What’s driving U.S. inflation and how price pressures could be reduced


Catherine Rampell:

Well, if I knew the answer to that question, I would be a very wealthy woman. Unfortunately, we don’t know.

There’s a lot of uncertainty. I mean, there’s always uncertainty, right, with any sort of economic prediction, but especially right now, because the answer to that question is contingent on the path of the pandemic, whether various countries around the world can get adequately vaccinated and get people back to work, not just here, but in poorer countries where they don’t have adequate vaccine supply.

And that’s disrupting their economy and their supply chain there. And it depends, of course, on consumer expectations. So there are these very real, tangible reasons that might lead to upward price pressure, things like there aren’t workers available to make the things that people want to purchase.

Material shown
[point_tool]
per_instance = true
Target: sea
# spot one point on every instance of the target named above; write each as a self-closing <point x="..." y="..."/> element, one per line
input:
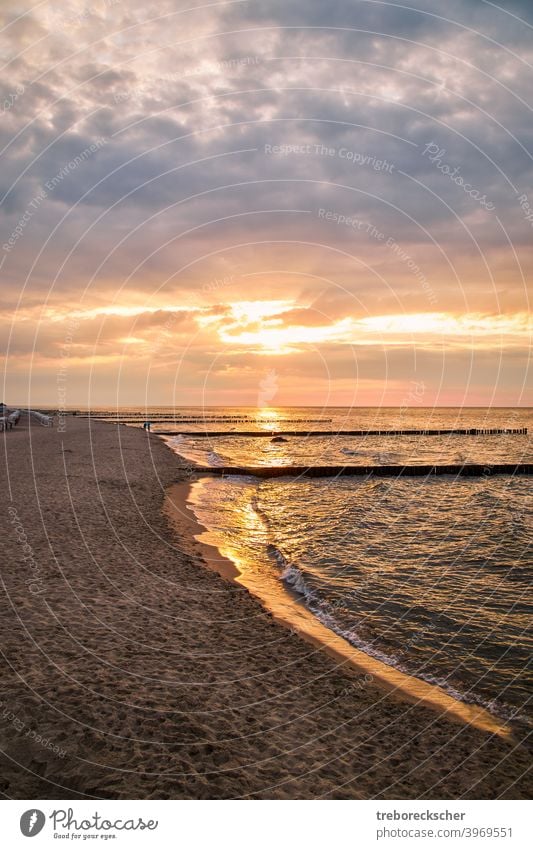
<point x="429" y="574"/>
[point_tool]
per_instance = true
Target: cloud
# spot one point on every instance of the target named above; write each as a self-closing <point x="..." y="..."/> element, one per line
<point x="225" y="130"/>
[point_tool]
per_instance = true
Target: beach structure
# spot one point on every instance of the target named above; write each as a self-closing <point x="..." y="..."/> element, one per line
<point x="10" y="417"/>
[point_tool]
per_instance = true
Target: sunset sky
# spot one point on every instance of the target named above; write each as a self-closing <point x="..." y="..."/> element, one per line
<point x="199" y="200"/>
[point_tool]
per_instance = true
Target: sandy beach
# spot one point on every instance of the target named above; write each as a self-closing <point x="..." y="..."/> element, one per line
<point x="130" y="669"/>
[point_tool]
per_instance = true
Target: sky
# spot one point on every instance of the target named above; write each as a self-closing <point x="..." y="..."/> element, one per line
<point x="266" y="203"/>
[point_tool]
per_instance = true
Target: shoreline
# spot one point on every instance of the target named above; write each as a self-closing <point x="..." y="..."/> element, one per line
<point x="291" y="613"/>
<point x="150" y="676"/>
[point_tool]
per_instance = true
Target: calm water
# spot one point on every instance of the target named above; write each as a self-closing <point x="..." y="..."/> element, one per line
<point x="430" y="576"/>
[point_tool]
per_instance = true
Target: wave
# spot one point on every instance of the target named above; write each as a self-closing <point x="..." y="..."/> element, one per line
<point x="294" y="579"/>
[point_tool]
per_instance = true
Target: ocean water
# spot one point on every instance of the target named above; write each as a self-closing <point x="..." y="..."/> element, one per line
<point x="431" y="576"/>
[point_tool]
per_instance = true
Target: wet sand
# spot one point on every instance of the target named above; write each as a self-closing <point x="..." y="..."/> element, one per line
<point x="132" y="670"/>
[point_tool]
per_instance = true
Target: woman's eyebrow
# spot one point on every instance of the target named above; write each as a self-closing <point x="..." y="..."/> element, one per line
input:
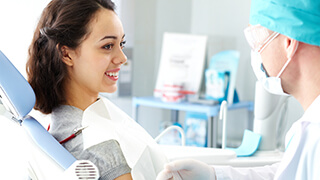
<point x="111" y="37"/>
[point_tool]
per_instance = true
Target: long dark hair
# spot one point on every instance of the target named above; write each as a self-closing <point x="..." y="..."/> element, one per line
<point x="62" y="23"/>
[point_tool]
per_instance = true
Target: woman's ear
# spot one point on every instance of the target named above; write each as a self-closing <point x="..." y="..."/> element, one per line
<point x="291" y="46"/>
<point x="67" y="55"/>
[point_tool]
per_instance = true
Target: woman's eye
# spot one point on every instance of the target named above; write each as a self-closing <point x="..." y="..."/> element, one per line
<point x="108" y="46"/>
<point x="122" y="44"/>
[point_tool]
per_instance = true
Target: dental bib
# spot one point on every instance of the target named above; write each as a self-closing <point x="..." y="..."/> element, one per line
<point x="105" y="121"/>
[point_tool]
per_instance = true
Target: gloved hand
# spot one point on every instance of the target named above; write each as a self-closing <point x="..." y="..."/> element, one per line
<point x="187" y="170"/>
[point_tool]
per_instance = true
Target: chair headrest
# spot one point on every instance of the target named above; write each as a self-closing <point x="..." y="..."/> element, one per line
<point x="15" y="92"/>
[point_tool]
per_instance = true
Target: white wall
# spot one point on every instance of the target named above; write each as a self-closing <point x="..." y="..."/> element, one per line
<point x="18" y="20"/>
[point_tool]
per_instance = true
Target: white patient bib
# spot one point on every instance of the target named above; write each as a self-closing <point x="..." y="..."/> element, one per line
<point x="105" y="121"/>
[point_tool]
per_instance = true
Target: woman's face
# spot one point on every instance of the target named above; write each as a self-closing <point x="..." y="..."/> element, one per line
<point x="94" y="66"/>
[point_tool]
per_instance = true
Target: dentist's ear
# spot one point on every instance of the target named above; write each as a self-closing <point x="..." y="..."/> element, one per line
<point x="291" y="46"/>
<point x="67" y="55"/>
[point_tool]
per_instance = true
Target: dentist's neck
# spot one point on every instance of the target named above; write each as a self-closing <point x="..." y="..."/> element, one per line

Problem set
1. Answer these questions about the excerpt on U.S. inflation.
(a) According to Catherine Rampell, what would she be if she knew the answer to the question?
(b) Besides the path of the pandemic, what does she say the answer depends on "of course"?
(c) What example does she give of a tangible reason that might lead to upward price pressure?
2. Continue the excerpt on U.S. inflation, starting after its final sentence.
The data plays no part in the work that follows.

Your written answers
1.
(a) A very wealthy woman.
(b) Consumer expectations.
(c) There aren't workers available to make the things that people want to purchase.

2.
But there’s also sort of a fuzzier psychological aspect to all of this. How much do people expect that prices will increase? And that’s the scary part, right? As long as everybody believes that the price pressures are caused by these temporary bottlenecks, that they will be transitory, they can be transitory.

But at the point that everybody looks around and sees prices increasing and says, maybe I should preemptively raise my prices too, that’s where it becomes a self-fulfilling prophecy. And that’s the state of the world we don’t want to get in that the Fed is much — would be much more concerned about.

And that’s why they keep emphasizing, this is transitory, this is temporary, this is caused by the pandemic amidst other kinds of factors, and, if things get worse, we will step in before those inflation expectations get unanchored.